-- Start Data entries --
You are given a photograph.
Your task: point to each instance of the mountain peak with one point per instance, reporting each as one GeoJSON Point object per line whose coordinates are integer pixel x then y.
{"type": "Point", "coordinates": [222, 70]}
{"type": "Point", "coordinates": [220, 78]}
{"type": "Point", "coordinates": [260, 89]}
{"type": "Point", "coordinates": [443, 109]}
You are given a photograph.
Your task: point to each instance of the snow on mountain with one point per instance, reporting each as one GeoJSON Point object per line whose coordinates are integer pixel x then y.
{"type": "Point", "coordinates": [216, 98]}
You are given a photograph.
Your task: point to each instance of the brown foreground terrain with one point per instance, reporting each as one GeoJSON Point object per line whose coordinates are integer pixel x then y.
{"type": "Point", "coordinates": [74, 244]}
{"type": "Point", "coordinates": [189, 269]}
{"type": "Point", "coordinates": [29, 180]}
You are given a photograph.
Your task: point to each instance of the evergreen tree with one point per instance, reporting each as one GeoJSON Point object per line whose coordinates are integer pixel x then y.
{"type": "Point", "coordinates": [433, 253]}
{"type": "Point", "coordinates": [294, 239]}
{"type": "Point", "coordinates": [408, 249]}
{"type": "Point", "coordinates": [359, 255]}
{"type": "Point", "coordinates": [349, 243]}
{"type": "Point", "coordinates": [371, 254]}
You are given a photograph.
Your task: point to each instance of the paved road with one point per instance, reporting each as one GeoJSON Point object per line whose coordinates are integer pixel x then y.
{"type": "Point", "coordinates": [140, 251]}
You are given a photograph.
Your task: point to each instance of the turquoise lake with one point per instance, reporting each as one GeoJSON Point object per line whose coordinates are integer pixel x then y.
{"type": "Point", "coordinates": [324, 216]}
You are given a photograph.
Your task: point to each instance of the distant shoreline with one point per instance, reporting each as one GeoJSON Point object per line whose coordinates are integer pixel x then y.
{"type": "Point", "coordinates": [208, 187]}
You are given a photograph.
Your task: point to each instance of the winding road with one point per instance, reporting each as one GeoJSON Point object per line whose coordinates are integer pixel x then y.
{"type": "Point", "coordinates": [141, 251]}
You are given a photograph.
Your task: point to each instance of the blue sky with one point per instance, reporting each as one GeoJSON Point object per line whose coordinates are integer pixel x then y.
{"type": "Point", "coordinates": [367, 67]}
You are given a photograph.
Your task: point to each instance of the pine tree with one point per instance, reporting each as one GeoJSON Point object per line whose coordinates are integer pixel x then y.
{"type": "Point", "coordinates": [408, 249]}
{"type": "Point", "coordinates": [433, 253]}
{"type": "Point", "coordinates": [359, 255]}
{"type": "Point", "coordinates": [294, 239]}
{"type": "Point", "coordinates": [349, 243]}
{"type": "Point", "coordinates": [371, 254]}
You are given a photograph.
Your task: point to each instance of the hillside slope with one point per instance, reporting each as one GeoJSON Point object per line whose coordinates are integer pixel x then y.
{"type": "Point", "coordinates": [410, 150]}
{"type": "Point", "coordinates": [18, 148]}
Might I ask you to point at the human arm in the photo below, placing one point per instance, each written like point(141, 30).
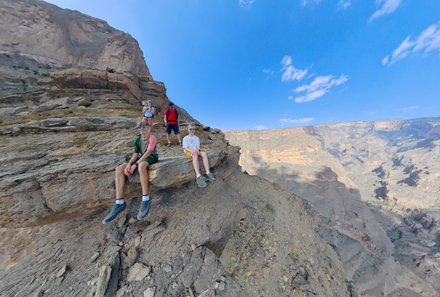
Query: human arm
point(152, 142)
point(129, 169)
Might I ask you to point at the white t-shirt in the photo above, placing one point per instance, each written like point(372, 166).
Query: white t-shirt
point(191, 143)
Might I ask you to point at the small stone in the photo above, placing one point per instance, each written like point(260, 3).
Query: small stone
point(150, 292)
point(38, 293)
point(122, 291)
point(61, 271)
point(137, 241)
point(54, 122)
point(103, 278)
point(138, 272)
point(94, 257)
point(221, 286)
point(85, 102)
point(168, 268)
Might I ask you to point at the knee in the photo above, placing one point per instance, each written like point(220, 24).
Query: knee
point(120, 169)
point(143, 166)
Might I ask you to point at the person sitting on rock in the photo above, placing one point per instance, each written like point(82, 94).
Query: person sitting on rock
point(171, 119)
point(148, 111)
point(143, 156)
point(191, 147)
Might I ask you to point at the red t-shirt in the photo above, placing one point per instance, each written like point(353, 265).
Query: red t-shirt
point(171, 115)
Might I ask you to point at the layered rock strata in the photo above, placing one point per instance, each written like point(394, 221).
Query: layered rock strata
point(68, 117)
point(372, 187)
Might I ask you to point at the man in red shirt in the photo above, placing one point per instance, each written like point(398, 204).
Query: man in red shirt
point(171, 119)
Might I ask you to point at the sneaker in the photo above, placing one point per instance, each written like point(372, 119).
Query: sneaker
point(143, 209)
point(116, 209)
point(210, 176)
point(201, 183)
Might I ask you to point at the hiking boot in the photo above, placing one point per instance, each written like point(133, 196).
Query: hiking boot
point(210, 176)
point(143, 209)
point(201, 182)
point(116, 209)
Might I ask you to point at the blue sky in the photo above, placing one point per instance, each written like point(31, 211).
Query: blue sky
point(257, 64)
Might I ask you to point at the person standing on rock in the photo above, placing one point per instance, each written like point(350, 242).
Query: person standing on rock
point(148, 112)
point(171, 119)
point(191, 147)
point(144, 155)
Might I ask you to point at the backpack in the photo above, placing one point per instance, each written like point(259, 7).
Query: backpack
point(172, 116)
-- End Data entries --
_Task_.
Rewrite every line of the listing with "per instance" changed to "for each instance" wherever it appears, keeping all else the same. Leave the pictures out of your answer.

_Answer to the problem_.
You are given a photograph.
Your task: point to each instance of the mountain peak with one point for each instance, reporting each as one GeoJSON Point object per line whose coordinates are integer pixel x then y.
{"type": "Point", "coordinates": [222, 70]}
{"type": "Point", "coordinates": [220, 78]}
{"type": "Point", "coordinates": [260, 89]}
{"type": "Point", "coordinates": [443, 109]}
You are given a photograph.
Your task: point to each instance of the snow on mountain with one point for each instance, reporting each as one GeoJSON Point object per line whose coordinates are integer pixel x then y.
{"type": "Point", "coordinates": [216, 98]}
You are given a photograph.
Your task: point to each instance of the brown foreground terrain with one point for each instance, reporting each as one GeoJSON Point object per line whose coordinates are integer pixel x then y.
{"type": "Point", "coordinates": [74, 244]}
{"type": "Point", "coordinates": [189, 269]}
{"type": "Point", "coordinates": [29, 180]}
You are given a photograph.
Your task: point to each instance of the evergreen tree with one point for each instance, reporting each as one GeoJSON Point object per line whose coordinates are integer pixel x then y.
{"type": "Point", "coordinates": [433, 253]}
{"type": "Point", "coordinates": [294, 239]}
{"type": "Point", "coordinates": [408, 249]}
{"type": "Point", "coordinates": [359, 255]}
{"type": "Point", "coordinates": [349, 243]}
{"type": "Point", "coordinates": [371, 254]}
You are given a photograph.
Your task: point to each instance of the paved road with one point for each instance, reporting each as one GeoJSON Point object per line whose coordinates are integer pixel x then y.
{"type": "Point", "coordinates": [140, 251]}
You are given a photograph.
Your task: point to each instance of the turquoise lake with one point for each instance, reporting each as one GeoJSON Point object per line whose coordinates are integer pixel x then y.
{"type": "Point", "coordinates": [324, 216]}
You are given a photograph.
Your task: point to each instance of the distant shoreline with one point for each instance, reporting each as one GeoJSON Point object per line whose coordinates are integer pixel x then y.
{"type": "Point", "coordinates": [208, 187]}
You are given a photograph.
Your task: point to each instance of the winding road with one point for each instance, reporting each as one GeoJSON Point object per line whose coordinates are integer pixel x then y.
{"type": "Point", "coordinates": [141, 251]}
You are given a photograph.
Your task: point to each instance of the blue sky with one point for each instance, reporting each as one GeoJSON Point object per line whose coordinates are integer pixel x then y.
{"type": "Point", "coordinates": [367, 67]}
You are given a photograph.
Your task: point to each instance of the pine tree with one point for each instance, reporting each as one GeoJSON Point object per line whose coordinates are integer pixel x then y.
{"type": "Point", "coordinates": [408, 249]}
{"type": "Point", "coordinates": [433, 253]}
{"type": "Point", "coordinates": [359, 255]}
{"type": "Point", "coordinates": [294, 239]}
{"type": "Point", "coordinates": [349, 243]}
{"type": "Point", "coordinates": [371, 254]}
You are given a photograph.
Your task: point to each instance of the hillside slope with one point for each instance, reporting each as one GeoJSON Point object per line whose coordinates are integer pixel x then y.
{"type": "Point", "coordinates": [410, 150]}
{"type": "Point", "coordinates": [18, 148]}
Might I ask you to point at the human arm in the photo below, placing one point for each instance, each written like point(141, 30).
Query: human arm
point(152, 142)
point(129, 169)
Might I ask you to point at the white t-shirt in the photo above, placing one point for each instance, each written like point(372, 166).
Query: white t-shirt
point(191, 143)
Might I ask you to point at the small stone in the photo above, placing one point for each instance, each written like point(260, 3).
Query: small stone
point(150, 292)
point(38, 293)
point(122, 291)
point(61, 271)
point(137, 241)
point(54, 122)
point(103, 278)
point(138, 272)
point(94, 257)
point(221, 286)
point(85, 102)
point(168, 268)
Might I ask you to point at the knee in the photo above, placing one point for each instance, each written like point(220, 24).
Query: knee
point(120, 169)
point(143, 166)
Might I ask you to point at the person sitting on rock in the photo above, placing one point for each instance, each written like point(82, 94).
Query: person sitting on rock
point(171, 119)
point(148, 111)
point(143, 156)
point(191, 147)
Might I ask you to point at the red t-shirt in the photo above, placing one point for each instance, each written like point(353, 265).
Query: red t-shirt
point(171, 115)
Might I ask you to point at the layered rock strata in the photo above, placing one point for each instance, each written like point(394, 221).
Query: layered rock strata
point(68, 117)
point(372, 187)
Might I ask you to point at the man in red shirt in the photo above, placing one point for each instance, each written like point(398, 204).
Query: man in red shirt
point(171, 119)
Might I ask you to point at the sneaker in the photo above, placing one point for each instance, each written like point(372, 119).
Query: sneaker
point(143, 209)
point(116, 209)
point(210, 176)
point(201, 183)
Might I ask you to point at the hiking boot in the photo above, placing one point for each instance, each written like point(133, 196).
Query: hiking boot
point(210, 176)
point(143, 209)
point(201, 182)
point(116, 209)
Might I ask you to point at the blue sky in the photo above, placing one point for each instance, each written like point(31, 211).
Query: blue sky
point(257, 64)
Might I ask you to point at the person standing on rock in the photo above, placing one point for each instance, each written like point(350, 242).
Query: person standing on rock
point(148, 112)
point(171, 119)
point(191, 147)
point(144, 155)
Might I ask you to point at the backpack in the photo above, placing one point for each instance, each written like point(259, 7).
Query: backpack
point(172, 116)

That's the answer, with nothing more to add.